## YOUR TASK
Repeat the lines below word for word, starting at the line that contains "For the test set, locate each instance of the gas" and continuing through the last line.

## Object position labeling lines
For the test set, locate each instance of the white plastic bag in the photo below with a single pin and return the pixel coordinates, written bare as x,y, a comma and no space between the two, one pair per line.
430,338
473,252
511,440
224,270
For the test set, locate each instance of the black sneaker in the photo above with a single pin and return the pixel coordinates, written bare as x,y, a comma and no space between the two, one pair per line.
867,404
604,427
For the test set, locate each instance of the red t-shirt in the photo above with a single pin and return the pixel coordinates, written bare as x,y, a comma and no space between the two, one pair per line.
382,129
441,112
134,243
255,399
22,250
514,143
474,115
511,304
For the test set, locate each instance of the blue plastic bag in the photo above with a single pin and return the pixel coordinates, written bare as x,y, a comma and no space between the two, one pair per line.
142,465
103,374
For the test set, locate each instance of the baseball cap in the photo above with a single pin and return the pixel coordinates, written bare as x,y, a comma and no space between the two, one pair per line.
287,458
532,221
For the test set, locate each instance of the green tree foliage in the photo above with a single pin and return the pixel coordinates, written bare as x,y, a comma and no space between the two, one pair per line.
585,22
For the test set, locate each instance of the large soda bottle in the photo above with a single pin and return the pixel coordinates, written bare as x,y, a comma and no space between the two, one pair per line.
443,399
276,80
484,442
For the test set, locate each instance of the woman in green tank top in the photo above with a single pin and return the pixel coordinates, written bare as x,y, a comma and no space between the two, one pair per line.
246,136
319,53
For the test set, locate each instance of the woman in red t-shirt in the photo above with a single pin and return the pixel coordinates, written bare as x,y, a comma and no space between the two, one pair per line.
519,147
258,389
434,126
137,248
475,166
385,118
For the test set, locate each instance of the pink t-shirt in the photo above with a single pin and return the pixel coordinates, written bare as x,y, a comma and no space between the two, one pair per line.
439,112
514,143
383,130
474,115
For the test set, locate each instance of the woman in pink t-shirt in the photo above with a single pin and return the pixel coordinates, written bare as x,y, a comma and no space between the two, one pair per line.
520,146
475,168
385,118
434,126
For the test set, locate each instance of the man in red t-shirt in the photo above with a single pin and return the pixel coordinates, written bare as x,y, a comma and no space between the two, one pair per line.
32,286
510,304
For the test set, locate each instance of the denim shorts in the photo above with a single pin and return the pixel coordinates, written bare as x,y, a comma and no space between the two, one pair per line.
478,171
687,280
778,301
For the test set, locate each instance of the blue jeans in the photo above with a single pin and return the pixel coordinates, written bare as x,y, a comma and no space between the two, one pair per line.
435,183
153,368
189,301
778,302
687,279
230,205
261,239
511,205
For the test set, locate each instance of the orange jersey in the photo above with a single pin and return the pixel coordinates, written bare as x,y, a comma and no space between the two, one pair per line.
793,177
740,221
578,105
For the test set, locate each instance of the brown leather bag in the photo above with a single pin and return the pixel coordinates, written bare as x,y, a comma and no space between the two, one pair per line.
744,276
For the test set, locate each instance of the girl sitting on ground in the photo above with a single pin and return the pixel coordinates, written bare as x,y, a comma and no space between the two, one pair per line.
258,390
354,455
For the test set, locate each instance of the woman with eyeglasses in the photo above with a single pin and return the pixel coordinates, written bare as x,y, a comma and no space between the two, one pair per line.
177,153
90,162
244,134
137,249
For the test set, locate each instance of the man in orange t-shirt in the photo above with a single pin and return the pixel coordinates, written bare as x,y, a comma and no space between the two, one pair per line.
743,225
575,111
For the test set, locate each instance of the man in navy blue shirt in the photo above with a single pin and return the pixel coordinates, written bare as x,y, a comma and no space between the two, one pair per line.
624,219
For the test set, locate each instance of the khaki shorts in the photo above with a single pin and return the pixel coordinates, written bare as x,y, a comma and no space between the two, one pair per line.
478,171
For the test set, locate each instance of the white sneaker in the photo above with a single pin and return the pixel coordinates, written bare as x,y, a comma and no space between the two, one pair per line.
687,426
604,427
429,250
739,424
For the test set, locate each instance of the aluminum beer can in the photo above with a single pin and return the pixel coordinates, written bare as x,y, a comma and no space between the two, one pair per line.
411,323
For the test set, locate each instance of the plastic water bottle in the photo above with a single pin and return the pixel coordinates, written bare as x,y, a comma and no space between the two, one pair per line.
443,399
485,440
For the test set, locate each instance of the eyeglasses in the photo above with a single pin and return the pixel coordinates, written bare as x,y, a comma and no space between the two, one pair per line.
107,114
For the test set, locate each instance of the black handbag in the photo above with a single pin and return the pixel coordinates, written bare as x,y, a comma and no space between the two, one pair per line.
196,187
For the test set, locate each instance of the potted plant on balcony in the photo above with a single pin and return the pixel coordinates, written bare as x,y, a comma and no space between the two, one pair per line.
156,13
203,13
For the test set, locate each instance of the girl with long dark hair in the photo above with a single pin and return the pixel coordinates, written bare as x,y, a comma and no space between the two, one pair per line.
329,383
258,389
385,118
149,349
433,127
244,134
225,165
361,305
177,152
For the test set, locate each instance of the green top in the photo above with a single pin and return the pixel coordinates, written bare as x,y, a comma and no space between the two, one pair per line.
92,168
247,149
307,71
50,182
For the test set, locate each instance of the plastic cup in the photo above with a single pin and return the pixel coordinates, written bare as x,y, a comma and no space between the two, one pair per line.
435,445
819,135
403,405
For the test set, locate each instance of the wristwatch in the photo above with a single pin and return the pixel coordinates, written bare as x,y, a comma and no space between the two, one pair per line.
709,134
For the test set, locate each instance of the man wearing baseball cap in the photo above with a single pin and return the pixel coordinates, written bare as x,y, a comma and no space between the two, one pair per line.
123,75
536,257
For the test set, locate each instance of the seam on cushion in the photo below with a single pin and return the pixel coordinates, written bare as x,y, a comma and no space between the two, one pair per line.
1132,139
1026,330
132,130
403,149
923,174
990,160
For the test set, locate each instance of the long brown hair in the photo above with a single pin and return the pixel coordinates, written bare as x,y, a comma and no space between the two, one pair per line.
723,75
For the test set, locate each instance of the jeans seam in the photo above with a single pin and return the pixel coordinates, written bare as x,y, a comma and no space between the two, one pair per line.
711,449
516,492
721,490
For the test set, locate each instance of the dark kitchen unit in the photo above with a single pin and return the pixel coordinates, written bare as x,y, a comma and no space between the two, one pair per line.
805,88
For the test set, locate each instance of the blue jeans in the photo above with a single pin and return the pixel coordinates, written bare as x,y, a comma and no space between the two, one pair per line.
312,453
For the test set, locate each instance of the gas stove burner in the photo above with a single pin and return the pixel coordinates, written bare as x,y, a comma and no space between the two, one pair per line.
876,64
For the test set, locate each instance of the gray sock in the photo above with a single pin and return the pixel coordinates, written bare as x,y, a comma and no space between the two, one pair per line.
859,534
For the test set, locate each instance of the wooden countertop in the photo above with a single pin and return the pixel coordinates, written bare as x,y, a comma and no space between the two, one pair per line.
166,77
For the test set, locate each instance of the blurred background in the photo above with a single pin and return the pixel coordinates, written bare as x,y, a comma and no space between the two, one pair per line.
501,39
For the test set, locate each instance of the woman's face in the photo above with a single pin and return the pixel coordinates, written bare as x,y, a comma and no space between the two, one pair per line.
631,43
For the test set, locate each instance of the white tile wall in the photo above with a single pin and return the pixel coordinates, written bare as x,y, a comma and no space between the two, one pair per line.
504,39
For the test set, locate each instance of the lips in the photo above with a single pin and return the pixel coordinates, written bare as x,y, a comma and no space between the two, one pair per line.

## REPLY
For the test set, locate each instance of the gas stove burner in the photo above with a single pin and return the pixel coordinates, written bare as x,y, a comma and no space between the two, one pair per line.
876,64
For the test set, locate each instance of the gray sock in the photo above with a single pin and return the pixel coordinates, written bare as x,y, a comma and no space between the two, one pair per line.
859,534
For the test set, locate each instance of the wooden countertop in the photo above with a single pin and return the pixel coordinates, written bare as x,y, a comma and no space between the two, one pair per line.
166,77
For the test set, locate each instance of the blurred background in the photo above with a single pin and return the pixel coordinates, written bare as x,y, a comma and no space between the two, one pair per line.
501,39
For the test set, locate each instance of the woman's face in the photo above with a single pin and return the pixel coordinates, written bare as x,y, a comma and no space between the two, one pair per line.
631,43
For the test set, locate each instance of the white tile wall in the photo above with a single pin and return the pixel coordinates, written bare as x,y, a comma and no space between the two, one pair per line.
504,39
For the test set, locate each instance of the lips in the photo above with a single pin and return the pixel coordinates, written bare as x,y, a comma and no space between the two, one pair per line.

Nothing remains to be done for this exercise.